_Task requirements_: Starting at the line that contains "# test: identify the stone pavement", copy each line through the final one exactly as written.

[START Data to use]

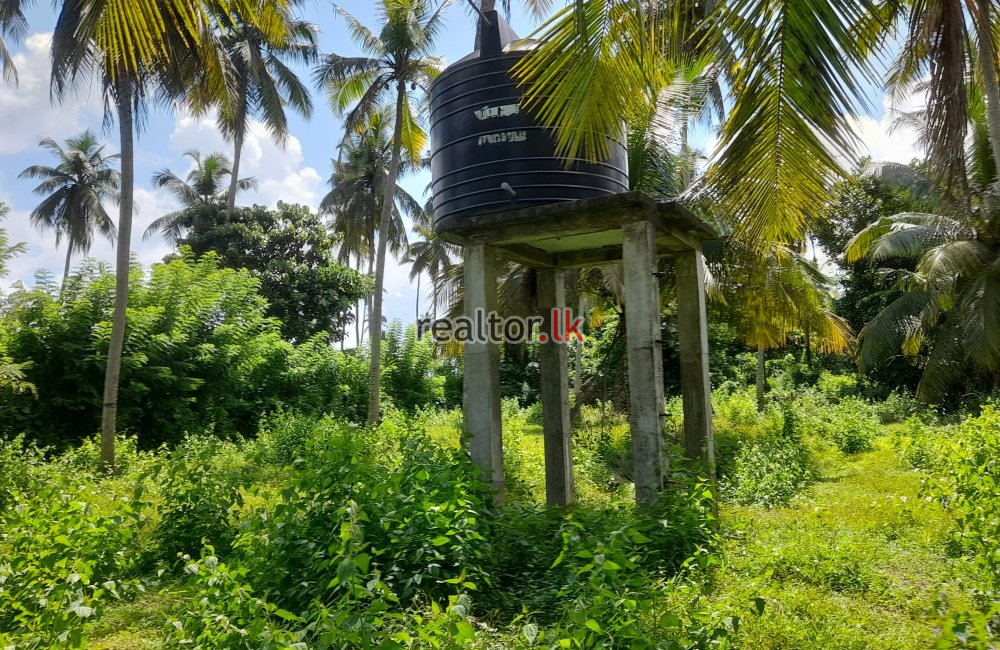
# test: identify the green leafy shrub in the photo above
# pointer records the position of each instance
(835, 387)
(19, 465)
(852, 432)
(199, 488)
(967, 484)
(767, 473)
(224, 612)
(418, 516)
(898, 406)
(62, 561)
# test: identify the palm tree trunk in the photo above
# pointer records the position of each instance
(367, 317)
(760, 377)
(417, 309)
(235, 176)
(69, 254)
(109, 413)
(578, 366)
(375, 327)
(987, 61)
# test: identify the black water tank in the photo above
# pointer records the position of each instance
(488, 154)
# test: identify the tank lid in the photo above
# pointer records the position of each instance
(494, 34)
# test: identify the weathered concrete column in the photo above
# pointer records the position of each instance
(481, 386)
(645, 360)
(692, 332)
(553, 365)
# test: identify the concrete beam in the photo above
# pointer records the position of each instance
(481, 386)
(645, 360)
(692, 330)
(553, 365)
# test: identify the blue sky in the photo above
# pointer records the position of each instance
(296, 174)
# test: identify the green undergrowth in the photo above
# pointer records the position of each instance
(320, 534)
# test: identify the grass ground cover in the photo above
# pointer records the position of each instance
(319, 534)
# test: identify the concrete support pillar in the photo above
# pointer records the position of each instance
(692, 331)
(481, 387)
(645, 360)
(553, 362)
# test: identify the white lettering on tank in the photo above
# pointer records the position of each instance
(503, 136)
(488, 112)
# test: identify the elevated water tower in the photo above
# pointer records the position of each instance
(500, 191)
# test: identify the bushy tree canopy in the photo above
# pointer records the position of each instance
(290, 252)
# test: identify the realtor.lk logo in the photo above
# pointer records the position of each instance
(494, 328)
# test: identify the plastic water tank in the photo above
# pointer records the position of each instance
(488, 154)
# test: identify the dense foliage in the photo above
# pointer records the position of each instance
(201, 352)
(291, 252)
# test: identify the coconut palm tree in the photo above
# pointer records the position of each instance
(397, 62)
(796, 72)
(13, 26)
(950, 305)
(768, 297)
(75, 192)
(261, 85)
(433, 256)
(134, 49)
(354, 201)
(206, 185)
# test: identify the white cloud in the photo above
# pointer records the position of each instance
(28, 113)
(280, 172)
(884, 142)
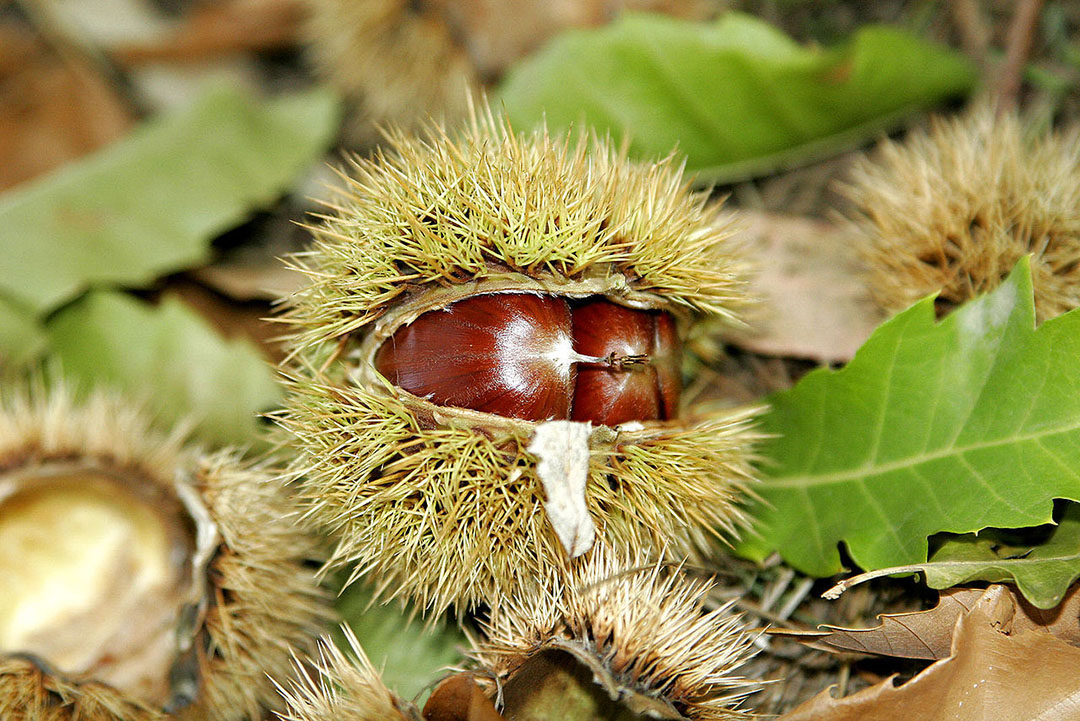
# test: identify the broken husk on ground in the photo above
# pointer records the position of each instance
(144, 581)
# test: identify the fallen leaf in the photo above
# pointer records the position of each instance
(22, 338)
(169, 355)
(956, 425)
(815, 303)
(151, 203)
(410, 654)
(1042, 572)
(459, 698)
(53, 108)
(929, 634)
(220, 28)
(989, 676)
(738, 97)
(495, 32)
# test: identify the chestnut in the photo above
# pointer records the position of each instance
(488, 316)
(535, 357)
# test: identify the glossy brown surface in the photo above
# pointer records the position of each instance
(612, 395)
(500, 353)
(535, 357)
(667, 361)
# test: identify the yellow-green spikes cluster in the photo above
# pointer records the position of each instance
(954, 208)
(638, 631)
(198, 585)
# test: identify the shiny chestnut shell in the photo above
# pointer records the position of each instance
(540, 357)
(642, 391)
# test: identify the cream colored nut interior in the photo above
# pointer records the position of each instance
(94, 571)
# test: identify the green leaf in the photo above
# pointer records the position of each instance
(1042, 572)
(969, 423)
(410, 654)
(151, 203)
(169, 355)
(737, 96)
(22, 338)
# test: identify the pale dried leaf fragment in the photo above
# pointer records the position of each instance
(929, 634)
(988, 676)
(815, 301)
(562, 449)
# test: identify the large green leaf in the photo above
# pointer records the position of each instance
(22, 338)
(1042, 572)
(969, 423)
(151, 203)
(412, 655)
(737, 96)
(170, 356)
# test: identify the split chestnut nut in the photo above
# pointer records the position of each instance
(484, 372)
(540, 357)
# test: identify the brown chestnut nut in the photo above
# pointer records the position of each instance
(640, 380)
(500, 353)
(521, 355)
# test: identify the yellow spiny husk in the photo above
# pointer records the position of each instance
(443, 504)
(259, 598)
(640, 622)
(952, 209)
(341, 689)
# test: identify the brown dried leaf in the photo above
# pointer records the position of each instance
(817, 304)
(988, 676)
(52, 109)
(929, 634)
(221, 28)
(459, 698)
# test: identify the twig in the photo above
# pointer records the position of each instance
(1017, 49)
(835, 592)
(974, 33)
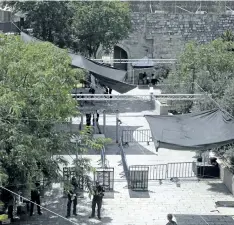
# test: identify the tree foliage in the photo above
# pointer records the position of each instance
(80, 26)
(36, 80)
(100, 24)
(209, 65)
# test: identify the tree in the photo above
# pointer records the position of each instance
(100, 24)
(209, 65)
(36, 80)
(50, 20)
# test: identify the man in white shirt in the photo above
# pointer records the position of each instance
(171, 222)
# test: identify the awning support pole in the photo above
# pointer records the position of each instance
(117, 126)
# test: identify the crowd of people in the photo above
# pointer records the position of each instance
(96, 191)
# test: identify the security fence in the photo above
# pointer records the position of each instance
(129, 136)
(168, 171)
(138, 178)
(69, 172)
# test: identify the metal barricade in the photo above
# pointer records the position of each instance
(129, 136)
(181, 170)
(105, 176)
(124, 161)
(138, 178)
(69, 172)
(157, 172)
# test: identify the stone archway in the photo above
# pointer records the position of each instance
(120, 53)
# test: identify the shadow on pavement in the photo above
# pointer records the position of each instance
(138, 194)
(218, 187)
(54, 202)
(185, 219)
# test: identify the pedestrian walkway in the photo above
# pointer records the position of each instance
(193, 203)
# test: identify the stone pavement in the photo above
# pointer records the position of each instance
(192, 204)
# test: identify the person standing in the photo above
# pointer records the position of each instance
(98, 193)
(35, 197)
(72, 197)
(170, 221)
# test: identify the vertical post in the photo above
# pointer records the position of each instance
(70, 122)
(104, 122)
(94, 122)
(117, 126)
(81, 122)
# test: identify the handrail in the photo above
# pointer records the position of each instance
(108, 97)
(124, 161)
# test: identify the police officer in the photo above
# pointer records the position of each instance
(72, 197)
(35, 197)
(97, 199)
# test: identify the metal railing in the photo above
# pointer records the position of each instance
(108, 97)
(124, 162)
(169, 170)
(129, 136)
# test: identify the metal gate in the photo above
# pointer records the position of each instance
(138, 178)
(69, 172)
(157, 172)
(181, 170)
(106, 177)
(170, 170)
(129, 136)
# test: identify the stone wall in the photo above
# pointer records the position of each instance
(161, 35)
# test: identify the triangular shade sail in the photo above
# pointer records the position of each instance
(118, 86)
(107, 75)
(143, 63)
(193, 131)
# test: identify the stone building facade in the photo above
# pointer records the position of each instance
(164, 35)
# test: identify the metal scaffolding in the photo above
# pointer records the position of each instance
(108, 97)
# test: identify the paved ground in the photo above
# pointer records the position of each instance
(193, 203)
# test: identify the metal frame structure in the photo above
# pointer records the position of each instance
(106, 177)
(108, 97)
(138, 178)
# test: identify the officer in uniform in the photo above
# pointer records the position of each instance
(35, 197)
(98, 193)
(72, 197)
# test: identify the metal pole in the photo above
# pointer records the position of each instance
(81, 122)
(117, 126)
(104, 122)
(94, 122)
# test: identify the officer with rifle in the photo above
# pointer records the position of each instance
(98, 193)
(72, 197)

[END Data to use]

_Exercise answer_:
# test: identify the stone pavement in the photo above
# pointer records the position of each instance
(192, 204)
# test: identify the person standing in the photo above
# pointer records the position of each instance
(98, 193)
(35, 197)
(72, 197)
(170, 221)
# test: identify the vertical post in the photo above
# pointer records the position of each instance
(70, 122)
(104, 122)
(94, 122)
(117, 126)
(81, 122)
# test: identify the handrail in the photo above
# pointer records the position of each instance
(108, 97)
(124, 161)
# test: identify the police officer in the photo above
# pointer records the position of each instance
(72, 197)
(35, 197)
(97, 199)
# test: identify the metal railing in the photo above
# pointer records the position of each instance
(108, 97)
(124, 162)
(169, 170)
(129, 136)
# test: identify the metal gate in the photo above
# pointer records the position of each instance
(138, 178)
(69, 172)
(157, 172)
(181, 170)
(106, 177)
(170, 170)
(129, 136)
# test: identify the stone wall in the photo above
# pointer records the position of each instance
(161, 35)
# test: identify the triangular shade sail in the photo above
# pointer records the position of each instance
(118, 86)
(107, 75)
(143, 63)
(193, 131)
# test: identify the stone building facade in the photo above
# pointer records the position of each instance
(164, 35)
# test: identify the metal scaffolding in the photo above
# pointer records the position of each instance
(108, 97)
# test: identify the paved ground in the photo above
# pointer records the position of each instance
(193, 203)
# test: identify the metal frame structure in the photo above
# pointer records the position of each instance
(106, 177)
(108, 97)
(138, 178)
# test: identify the officer in uniform in the photo above
# pointer records the position of each instance
(35, 197)
(98, 193)
(72, 197)
# test: identify the metal pole in the photo above
# pointer records the position of each instance
(81, 122)
(117, 126)
(104, 122)
(94, 122)
# test: identify the officer with rifle in the photo above
# pointer records the position of each instance
(98, 193)
(72, 197)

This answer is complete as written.